■ **Records supplied**

· · · · · · ·

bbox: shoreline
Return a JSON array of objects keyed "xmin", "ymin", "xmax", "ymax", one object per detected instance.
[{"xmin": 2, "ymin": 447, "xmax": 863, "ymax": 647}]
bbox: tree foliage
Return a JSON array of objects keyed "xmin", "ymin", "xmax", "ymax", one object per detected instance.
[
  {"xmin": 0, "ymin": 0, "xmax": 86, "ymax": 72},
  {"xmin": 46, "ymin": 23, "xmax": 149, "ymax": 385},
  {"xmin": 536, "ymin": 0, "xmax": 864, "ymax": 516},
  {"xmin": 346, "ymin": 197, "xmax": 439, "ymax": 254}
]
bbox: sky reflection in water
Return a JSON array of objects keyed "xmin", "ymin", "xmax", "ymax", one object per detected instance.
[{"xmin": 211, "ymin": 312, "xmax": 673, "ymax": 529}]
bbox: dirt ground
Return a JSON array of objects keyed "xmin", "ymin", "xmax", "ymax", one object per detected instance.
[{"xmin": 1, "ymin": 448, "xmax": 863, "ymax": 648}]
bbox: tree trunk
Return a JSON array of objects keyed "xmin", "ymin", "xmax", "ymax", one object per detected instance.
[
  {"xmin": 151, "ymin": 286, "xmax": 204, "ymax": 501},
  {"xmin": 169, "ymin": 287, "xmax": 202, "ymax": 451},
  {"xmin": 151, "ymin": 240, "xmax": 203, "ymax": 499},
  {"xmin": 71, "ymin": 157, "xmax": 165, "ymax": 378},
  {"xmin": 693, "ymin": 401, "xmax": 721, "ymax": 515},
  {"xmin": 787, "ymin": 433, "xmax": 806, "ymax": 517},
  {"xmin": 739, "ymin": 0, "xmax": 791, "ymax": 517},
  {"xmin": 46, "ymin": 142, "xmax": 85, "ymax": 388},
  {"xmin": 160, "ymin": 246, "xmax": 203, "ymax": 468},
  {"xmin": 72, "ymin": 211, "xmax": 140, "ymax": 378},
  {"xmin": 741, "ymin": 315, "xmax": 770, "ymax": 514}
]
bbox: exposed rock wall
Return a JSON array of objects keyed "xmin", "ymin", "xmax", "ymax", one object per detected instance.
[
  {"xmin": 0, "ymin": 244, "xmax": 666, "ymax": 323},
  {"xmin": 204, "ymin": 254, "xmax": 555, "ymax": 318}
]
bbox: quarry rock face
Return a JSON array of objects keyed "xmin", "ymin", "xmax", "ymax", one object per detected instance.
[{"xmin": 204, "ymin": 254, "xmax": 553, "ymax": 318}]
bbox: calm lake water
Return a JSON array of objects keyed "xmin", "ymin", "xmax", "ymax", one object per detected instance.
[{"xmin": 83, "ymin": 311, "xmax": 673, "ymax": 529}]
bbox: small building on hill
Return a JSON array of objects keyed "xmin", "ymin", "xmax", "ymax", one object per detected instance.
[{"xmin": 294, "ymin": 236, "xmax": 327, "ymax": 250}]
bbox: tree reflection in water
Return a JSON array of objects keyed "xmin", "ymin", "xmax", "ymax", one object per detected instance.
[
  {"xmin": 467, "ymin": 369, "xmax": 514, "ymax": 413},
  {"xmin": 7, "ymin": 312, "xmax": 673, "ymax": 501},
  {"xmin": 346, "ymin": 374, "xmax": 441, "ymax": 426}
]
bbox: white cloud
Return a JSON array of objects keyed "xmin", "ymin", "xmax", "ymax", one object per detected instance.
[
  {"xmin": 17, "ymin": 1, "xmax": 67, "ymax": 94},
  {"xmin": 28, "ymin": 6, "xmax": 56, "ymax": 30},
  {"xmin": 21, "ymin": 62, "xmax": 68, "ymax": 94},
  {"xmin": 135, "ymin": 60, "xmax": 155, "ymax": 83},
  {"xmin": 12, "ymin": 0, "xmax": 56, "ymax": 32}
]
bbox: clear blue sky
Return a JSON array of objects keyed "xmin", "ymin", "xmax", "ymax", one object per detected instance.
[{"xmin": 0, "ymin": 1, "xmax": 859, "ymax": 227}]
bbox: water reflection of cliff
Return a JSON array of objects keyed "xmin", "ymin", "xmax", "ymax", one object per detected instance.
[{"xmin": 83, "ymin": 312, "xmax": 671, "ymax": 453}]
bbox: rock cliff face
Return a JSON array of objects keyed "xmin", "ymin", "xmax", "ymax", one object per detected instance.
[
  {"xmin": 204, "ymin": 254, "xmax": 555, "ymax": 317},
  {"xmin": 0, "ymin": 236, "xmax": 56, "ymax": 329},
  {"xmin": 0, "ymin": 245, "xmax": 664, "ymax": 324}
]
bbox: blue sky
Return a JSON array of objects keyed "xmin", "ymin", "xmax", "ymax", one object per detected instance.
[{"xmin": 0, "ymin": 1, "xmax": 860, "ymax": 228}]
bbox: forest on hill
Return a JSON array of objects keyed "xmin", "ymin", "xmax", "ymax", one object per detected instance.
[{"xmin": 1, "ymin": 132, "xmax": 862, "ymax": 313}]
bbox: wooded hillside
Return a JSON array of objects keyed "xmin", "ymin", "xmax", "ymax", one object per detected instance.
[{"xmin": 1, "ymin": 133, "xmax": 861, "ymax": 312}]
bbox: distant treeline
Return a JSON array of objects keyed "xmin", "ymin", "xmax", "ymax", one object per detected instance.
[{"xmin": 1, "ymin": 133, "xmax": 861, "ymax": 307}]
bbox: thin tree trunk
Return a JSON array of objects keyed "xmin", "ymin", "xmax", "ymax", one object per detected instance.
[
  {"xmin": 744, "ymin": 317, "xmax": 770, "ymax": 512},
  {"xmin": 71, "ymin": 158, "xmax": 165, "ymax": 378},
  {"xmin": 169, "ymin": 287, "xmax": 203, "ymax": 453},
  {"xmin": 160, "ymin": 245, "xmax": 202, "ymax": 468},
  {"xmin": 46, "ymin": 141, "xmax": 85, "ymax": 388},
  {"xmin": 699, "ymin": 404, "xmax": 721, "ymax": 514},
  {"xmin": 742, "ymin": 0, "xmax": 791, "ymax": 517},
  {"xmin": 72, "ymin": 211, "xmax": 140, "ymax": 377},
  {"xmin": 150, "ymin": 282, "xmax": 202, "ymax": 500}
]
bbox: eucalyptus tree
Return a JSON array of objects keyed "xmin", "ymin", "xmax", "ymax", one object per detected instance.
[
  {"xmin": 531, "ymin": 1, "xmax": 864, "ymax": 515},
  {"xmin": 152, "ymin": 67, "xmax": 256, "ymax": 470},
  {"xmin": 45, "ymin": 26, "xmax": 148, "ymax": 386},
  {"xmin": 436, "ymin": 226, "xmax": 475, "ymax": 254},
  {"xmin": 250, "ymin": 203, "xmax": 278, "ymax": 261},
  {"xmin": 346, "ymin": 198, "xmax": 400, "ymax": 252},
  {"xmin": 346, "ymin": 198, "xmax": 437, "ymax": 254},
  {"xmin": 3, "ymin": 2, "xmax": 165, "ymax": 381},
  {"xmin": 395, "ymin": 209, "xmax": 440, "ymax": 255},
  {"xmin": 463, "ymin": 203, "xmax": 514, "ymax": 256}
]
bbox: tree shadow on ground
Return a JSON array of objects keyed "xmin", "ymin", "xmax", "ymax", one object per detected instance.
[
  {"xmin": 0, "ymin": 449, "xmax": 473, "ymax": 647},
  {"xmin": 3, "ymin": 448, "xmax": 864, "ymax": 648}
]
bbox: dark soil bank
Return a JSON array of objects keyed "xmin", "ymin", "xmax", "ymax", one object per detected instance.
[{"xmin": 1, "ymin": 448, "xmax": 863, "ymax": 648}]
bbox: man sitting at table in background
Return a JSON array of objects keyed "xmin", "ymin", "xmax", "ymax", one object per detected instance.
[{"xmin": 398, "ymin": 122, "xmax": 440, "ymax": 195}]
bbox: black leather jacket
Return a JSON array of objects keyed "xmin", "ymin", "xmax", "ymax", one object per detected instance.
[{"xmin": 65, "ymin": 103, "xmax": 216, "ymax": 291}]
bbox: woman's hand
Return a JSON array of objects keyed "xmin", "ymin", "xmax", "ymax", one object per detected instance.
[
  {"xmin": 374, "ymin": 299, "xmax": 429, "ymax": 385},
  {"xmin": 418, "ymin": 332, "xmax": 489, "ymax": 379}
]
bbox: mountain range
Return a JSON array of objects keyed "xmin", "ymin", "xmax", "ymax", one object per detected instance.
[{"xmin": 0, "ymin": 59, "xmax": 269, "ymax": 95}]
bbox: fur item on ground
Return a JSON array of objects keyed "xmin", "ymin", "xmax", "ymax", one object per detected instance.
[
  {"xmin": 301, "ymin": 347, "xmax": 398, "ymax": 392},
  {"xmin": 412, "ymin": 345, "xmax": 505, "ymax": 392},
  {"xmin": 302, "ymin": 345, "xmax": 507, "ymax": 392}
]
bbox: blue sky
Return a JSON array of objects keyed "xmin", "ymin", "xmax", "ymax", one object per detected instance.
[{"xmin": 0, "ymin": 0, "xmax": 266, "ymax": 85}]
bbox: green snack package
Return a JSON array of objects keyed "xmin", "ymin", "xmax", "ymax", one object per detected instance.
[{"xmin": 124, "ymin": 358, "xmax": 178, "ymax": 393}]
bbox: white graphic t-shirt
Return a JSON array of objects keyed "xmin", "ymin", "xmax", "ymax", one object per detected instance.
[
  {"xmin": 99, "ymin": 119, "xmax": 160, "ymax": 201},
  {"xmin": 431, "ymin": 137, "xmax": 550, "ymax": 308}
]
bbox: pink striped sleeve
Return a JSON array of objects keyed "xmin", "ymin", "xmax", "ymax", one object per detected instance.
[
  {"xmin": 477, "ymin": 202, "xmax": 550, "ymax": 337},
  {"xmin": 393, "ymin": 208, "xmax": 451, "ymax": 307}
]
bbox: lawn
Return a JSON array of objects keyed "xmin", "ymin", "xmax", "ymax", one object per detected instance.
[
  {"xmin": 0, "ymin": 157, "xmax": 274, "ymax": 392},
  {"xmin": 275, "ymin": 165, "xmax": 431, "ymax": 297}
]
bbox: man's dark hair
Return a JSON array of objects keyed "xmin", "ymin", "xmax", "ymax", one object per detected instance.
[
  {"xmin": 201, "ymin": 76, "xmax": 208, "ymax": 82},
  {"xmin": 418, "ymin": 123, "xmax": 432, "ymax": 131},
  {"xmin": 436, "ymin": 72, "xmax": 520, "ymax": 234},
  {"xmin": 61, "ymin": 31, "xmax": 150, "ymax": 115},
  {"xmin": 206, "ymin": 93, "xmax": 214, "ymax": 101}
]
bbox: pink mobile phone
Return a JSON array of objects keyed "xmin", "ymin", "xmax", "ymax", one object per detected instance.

· · · · · · ·

Using the entries above, give again exactly the lines from the line holding "bbox: woman's hand" through the line holding "bbox: mountain range". Include both end lines and nothing else.

■ **Task answer**
bbox: woman's hand
Return a JSON array of objects keyed "xmin", "ymin", "xmax", "ymax", one object per detected instance.
[
  {"xmin": 374, "ymin": 299, "xmax": 429, "ymax": 385},
  {"xmin": 418, "ymin": 332, "xmax": 489, "ymax": 379}
]
bbox: mountain range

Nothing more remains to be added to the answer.